[SHORT PROBLEM] Count the lines in the records below that contain the word "wooden". Reply with only the number.

[DATA EXCERPTS]
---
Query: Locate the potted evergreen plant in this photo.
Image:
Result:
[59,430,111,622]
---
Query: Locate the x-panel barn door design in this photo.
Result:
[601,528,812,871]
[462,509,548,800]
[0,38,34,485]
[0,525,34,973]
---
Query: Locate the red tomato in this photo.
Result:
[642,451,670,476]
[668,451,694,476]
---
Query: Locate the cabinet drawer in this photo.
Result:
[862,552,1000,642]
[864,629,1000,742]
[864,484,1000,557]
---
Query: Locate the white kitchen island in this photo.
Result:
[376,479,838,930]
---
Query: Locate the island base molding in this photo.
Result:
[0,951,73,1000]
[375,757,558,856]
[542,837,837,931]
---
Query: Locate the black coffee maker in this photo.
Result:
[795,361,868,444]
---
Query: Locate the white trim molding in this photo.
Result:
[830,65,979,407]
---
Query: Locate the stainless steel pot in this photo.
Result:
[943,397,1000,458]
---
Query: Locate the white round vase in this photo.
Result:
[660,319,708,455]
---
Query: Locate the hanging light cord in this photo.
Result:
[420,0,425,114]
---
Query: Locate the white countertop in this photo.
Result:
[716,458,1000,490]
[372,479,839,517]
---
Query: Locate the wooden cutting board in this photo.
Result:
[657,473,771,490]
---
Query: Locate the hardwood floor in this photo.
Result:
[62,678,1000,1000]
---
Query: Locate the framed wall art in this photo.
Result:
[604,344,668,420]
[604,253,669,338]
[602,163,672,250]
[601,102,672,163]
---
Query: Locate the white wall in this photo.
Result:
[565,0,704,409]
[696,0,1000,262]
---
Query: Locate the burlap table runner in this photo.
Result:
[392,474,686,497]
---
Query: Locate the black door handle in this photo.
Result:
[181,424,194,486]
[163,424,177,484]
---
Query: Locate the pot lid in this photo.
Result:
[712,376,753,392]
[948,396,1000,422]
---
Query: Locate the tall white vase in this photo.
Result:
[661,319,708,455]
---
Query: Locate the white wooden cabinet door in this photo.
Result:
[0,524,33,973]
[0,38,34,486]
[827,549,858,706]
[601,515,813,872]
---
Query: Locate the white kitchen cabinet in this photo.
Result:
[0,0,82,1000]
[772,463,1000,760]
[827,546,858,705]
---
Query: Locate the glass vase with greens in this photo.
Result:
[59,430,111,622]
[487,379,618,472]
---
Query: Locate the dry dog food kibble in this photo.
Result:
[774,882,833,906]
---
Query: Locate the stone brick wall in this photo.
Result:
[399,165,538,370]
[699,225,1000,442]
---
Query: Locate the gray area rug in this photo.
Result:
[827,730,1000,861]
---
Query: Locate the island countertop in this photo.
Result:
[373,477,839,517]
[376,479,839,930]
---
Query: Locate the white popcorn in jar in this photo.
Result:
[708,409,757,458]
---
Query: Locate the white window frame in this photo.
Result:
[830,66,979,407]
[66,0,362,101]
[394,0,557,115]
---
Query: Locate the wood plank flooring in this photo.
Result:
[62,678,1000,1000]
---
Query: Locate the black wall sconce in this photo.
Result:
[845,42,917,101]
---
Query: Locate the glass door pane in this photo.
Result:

[FULL ANSWER] 2